What you have to do:
Return the complete listing that follows, with each line reproduced exactly.

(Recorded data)
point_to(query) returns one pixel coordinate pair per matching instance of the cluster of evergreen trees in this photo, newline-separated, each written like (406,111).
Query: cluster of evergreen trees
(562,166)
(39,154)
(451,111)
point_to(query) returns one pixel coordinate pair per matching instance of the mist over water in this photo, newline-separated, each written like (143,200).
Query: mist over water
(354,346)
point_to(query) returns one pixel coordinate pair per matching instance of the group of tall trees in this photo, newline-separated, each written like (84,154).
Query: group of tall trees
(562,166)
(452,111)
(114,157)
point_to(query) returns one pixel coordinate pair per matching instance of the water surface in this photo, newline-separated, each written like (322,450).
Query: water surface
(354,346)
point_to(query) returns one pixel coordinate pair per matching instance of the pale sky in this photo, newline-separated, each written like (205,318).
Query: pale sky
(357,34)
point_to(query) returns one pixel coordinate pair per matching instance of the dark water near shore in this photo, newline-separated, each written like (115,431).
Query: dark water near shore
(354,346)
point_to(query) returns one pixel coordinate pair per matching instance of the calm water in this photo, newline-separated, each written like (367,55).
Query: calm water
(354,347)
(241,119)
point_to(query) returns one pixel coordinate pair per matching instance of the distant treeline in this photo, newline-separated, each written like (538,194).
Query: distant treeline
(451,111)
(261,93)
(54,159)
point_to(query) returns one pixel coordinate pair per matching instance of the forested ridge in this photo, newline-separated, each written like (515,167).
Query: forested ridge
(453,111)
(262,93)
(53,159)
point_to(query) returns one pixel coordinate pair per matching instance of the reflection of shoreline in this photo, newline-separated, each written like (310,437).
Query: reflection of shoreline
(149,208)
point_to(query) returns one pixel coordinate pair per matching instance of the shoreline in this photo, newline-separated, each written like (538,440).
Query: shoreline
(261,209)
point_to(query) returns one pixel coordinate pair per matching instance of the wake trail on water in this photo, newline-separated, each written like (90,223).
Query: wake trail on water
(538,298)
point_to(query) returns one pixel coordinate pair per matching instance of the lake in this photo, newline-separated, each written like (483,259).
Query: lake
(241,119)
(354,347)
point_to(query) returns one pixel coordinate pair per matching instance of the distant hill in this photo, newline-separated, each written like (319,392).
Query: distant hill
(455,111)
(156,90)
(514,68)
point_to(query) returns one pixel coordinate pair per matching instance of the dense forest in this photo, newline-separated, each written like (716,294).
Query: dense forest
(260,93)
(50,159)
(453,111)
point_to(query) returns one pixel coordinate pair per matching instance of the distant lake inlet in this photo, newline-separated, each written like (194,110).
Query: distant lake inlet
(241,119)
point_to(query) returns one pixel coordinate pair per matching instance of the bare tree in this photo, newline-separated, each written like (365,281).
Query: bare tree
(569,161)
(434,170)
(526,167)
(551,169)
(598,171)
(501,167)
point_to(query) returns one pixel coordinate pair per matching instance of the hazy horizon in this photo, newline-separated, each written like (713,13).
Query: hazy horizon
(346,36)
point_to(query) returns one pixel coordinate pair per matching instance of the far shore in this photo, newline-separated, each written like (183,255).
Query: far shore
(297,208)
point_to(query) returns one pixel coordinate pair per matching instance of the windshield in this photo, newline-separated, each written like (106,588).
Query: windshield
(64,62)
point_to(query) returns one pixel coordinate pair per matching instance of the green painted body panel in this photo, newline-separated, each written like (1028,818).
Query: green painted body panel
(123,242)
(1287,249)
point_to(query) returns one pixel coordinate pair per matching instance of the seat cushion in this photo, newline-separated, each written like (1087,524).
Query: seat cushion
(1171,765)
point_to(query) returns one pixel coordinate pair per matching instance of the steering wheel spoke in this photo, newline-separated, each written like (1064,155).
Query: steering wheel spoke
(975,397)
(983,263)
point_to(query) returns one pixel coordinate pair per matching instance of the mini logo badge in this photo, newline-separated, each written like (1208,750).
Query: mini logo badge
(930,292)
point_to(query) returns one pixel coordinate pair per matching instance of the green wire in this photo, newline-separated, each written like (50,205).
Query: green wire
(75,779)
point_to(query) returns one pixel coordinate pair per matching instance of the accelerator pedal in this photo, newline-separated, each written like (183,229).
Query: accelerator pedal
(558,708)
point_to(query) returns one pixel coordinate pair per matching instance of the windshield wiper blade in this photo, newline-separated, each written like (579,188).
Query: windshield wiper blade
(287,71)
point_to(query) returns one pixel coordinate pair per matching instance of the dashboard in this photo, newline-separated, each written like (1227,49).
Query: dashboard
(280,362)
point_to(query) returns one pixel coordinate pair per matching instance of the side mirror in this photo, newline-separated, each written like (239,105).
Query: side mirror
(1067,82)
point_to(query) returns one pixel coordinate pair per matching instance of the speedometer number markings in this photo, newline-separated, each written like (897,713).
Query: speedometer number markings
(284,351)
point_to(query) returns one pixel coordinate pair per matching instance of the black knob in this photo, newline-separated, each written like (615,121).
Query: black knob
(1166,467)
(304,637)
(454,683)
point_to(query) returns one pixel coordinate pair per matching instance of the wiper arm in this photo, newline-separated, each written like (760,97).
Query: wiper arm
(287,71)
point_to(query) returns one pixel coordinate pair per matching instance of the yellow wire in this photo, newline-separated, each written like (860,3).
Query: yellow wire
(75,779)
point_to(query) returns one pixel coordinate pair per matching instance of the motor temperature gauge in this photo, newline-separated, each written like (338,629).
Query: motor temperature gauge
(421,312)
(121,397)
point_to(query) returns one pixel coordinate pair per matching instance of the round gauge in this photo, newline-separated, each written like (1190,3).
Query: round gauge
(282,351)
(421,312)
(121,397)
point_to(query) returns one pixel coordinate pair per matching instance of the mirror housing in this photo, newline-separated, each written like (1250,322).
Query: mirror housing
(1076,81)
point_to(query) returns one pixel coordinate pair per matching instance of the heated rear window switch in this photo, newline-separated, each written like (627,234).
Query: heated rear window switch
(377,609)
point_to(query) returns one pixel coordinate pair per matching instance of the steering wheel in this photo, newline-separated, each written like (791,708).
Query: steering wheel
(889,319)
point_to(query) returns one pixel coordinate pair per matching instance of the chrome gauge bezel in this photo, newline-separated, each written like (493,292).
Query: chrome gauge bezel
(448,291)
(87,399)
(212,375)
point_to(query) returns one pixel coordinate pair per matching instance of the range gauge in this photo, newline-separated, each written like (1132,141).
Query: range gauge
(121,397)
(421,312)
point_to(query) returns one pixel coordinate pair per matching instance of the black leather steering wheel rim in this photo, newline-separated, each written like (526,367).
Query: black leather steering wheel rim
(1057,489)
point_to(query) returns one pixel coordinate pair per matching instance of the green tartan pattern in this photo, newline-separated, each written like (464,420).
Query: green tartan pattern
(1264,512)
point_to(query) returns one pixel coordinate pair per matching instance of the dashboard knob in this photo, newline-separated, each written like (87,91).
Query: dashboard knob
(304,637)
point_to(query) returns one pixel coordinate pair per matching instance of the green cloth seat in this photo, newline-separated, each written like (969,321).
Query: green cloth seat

The reply:
point_to(query) returns one pixel coordinate pair per matching instance of the cluster of evergreen trees in this photo, newline-separated, each written like (406,111).
Query: cluster of evergreen trees
(562,166)
(39,154)
(451,111)
point_to(query) returns one pixel coordinate pair per matching instance of the mist over water in this photo, newline-separated, each written like (143,200).
Query: mist over water
(354,346)
point_to(query) returns one pixel coordinate pair per matching instance of the group of tall trees in this photo, newline-separated, each written like (84,154).
Query: group of tall trees
(562,166)
(452,111)
(114,157)
point_to(query) returns one pixel coordinate pair per matching instance of the water surface in this photo, newline-separated, each written like (322,450).
Query: water surface
(354,346)
point_to(query) returns one pixel coordinate pair per matching instance of the pale sky in this photo, newline-separated, each written like (205,318).
Query: pale sky
(357,34)
point_to(query) returns one pixel coordinate pair per matching instance of the dark water near shore in this photo, newline-separated, each written like (115,431).
Query: dark water near shore
(354,346)
point_to(query) returns one pixel coordinate pair per matching instance of the calm water in this photo, newline-separated, each written like (367,55).
Query: calm water
(354,347)
(241,119)
point_to(query) returns one pixel coordinate pair per matching instance of the distant treeline in this photo, newline-separated, each written like (538,194).
Query: distant treeline
(451,111)
(261,93)
(54,159)
point_to(query) returns one pixel coordinate pair per matching instance of the forested ridge in this photo, newline-separated, each written like (515,167).
Query: forested ridge
(453,111)
(262,93)
(53,159)
point_to(query) returns one pixel coordinate pair per matching instance of the reflection of shoreline in this photo, newline-separated, each written like (310,437).
Query: reflection of shoreline
(149,208)
point_to(query) returns one pixel coordinate pair per matching instance of the shoreline in this photo, newline-separated, each written like (538,440).
Query: shoreline
(261,209)
point_to(query) returns one pixel coordinate pair per matching instance of the wake trail on water in this photo, newline-separated, each written like (90,223).
Query: wake trail on water
(538,298)
point_to(query) returns one pixel coordinate pair per matching instance of the lake in this photo, newline-separated, each written like (483,259).
Query: lake
(241,119)
(354,347)
point_to(query) returns one pixel coordinate pair per matching instance of the distant hill in this photo, newline-separated, each written like (319,392).
Query: distant hill
(455,111)
(156,90)
(514,68)
point_to(query) returns one pixel coordinate pair per matching instance of the dense forest in this photo, newline-separated, each written like (716,294).
Query: dense forest
(260,93)
(50,159)
(453,111)
point_to(query) returns one pixel coordinate pair per matching instance of the distant lake inlet in this photo, newline-separated, each written like (194,110).
Query: distant lake inlet
(241,119)
point_to(query) returns one pixel coordinate pair per matching instance of the bare tree in this photo, newline-separated, each written like (365,281).
Query: bare tree
(569,161)
(434,170)
(526,167)
(551,169)
(598,171)
(501,167)
point_to(query) returns one pixel coordinate pair per matching instance of the hazy horizon in this photo, newline-separated, each written like (713,13).
Query: hazy horizon
(346,36)
point_to(query) returns one pixel coordinate pair per matching instance of the far shore in this photo, newline-separated, each written like (183,255).
Query: far shore
(297,208)
point_to(query) returns one pixel coordinate pair per matching instance of the windshield in this photo, newline-separated, each written like (106,588).
Query: windshield
(64,62)
point_to(query) returns one pixel coordinate pair per matching instance of the green painted body panel in this photo, newline-separated, each written like (1028,818).
Query: green painted body panel
(123,242)
(1287,249)
point_to(query) returns one pixel coordinate pair per matching instance of the seat cushion in this photo, newline-separated, each written like (1087,524).
Query: seat cushion
(1171,765)
point_to(query) returns one pixel coordinate pair per matching instance of the steering wheel spoke in this photo, newline-separated, each written like (1064,155).
Query: steering wheel spoke
(975,397)
(983,263)
point_to(query) returns one pixel coordinate pair per matching instance of the mini logo badge in this photo, newline-separated, each written like (1208,750).
Query: mini logo badge
(930,292)
point_to(query) returns one pixel coordinate pair per matching instance of the green wire in this photo, newline-separated, each written like (50,205).
Query: green wire
(75,779)
point_to(query) returns one pixel coordinate pair per matching instance of the accelerator pedal in this photo, newline-separated, each written like (183,229).
Query: accelerator pedal
(558,708)
point_to(query) returns one pixel coordinate pair per matching instance of the windshield wiper blade in this photo, newline-separated, each written like (579,188).
Query: windshield wiper blade
(287,71)
point_to(query) returns one pixel coordinate pair per matching instance of the dashboard in this photo, newline-separated, each written like (1227,49).
Query: dashboard
(280,362)
point_to(query) returns one pixel coordinate pair per matching instance of the side mirror in this photo, newline-separated, each written like (239,105).
Query: side mirror
(1067,82)
point_to(query) returns one pixel coordinate pair per matching instance of the speedometer number markings in this photo, newline-separated, each written like (897,713).
Query: speedometer number markings
(284,351)
point_to(query) returns one pixel coordinate pair per matching instance of the black knob in this photo, newline-separated, each written like (615,121).
Query: black knob
(1166,467)
(304,637)
(454,683)
point_to(query) returns one pixel coordinate pair per matching instance of the wiper arm in this photo, newline-separated, each written like (760,97).
Query: wiper arm
(287,71)
point_to(query) returns one pixel coordinate pair per matching instance of the yellow wire in this photo, newline-separated, each written like (860,3).
Query: yellow wire
(75,779)
point_to(query) returns one pixel coordinate pair per matching instance of the motor temperature gauge in this photo, newline-separated, each written like (338,629).
Query: motor temperature gauge
(421,312)
(121,397)
point_to(query) returns one pixel coordinate pair per matching instance of the round gauge in this photo, newline-separated, each written like (1190,3).
Query: round gauge
(282,351)
(421,312)
(121,397)
point_to(query) returns one pixel coordinate pair per matching instance of the mirror housing in this photo, newline-separated, each written like (1250,322).
Query: mirror housing
(1076,81)
point_to(query) returns one pixel coordinate pair per matching instance of the heated rear window switch in this photo, newline-separated, each written like (627,234).
Query: heated rear window switch
(377,609)
point_to(query) returns one pixel coordinate pair per matching instance of the steering wheel in this photo, newline-separated, each written like (791,708).
Query: steering wheel
(889,319)
point_to(query) returns one pixel coordinate pair per matching instance of the chrome gauge bezel in this photo, newline-separated, each written like (493,292).
Query: chrome gauge bezel
(448,291)
(87,399)
(212,375)
point_to(query) returns one pixel coordinate pair per matching instance of the range gauge in this photo, newline-separated, each written like (1132,141).
Query: range gauge
(121,397)
(421,312)
point_to(query) returns one pixel coordinate pair per matching instance of the black leather steering wheel rim in this photo, newline-separated, each written like (526,367).
Query: black leather steering wheel rim
(1057,489)
point_to(query) returns one pixel coordinate pair per matching instance of the green tartan pattern in this photo, newline-separated, each written like (464,420).
Query: green tartan pattern
(1264,512)
point_to(query) returns one pixel coordinate pair per matching instance of the dashboard knob in this photo, newline-separated, each written like (87,91).
Query: dashboard knob
(304,637)
point_to(query) returns one pixel coordinate pair per matching instance of the green cloth seat in this photo, newline-separated, each written like (969,321).
Query: green cloth seat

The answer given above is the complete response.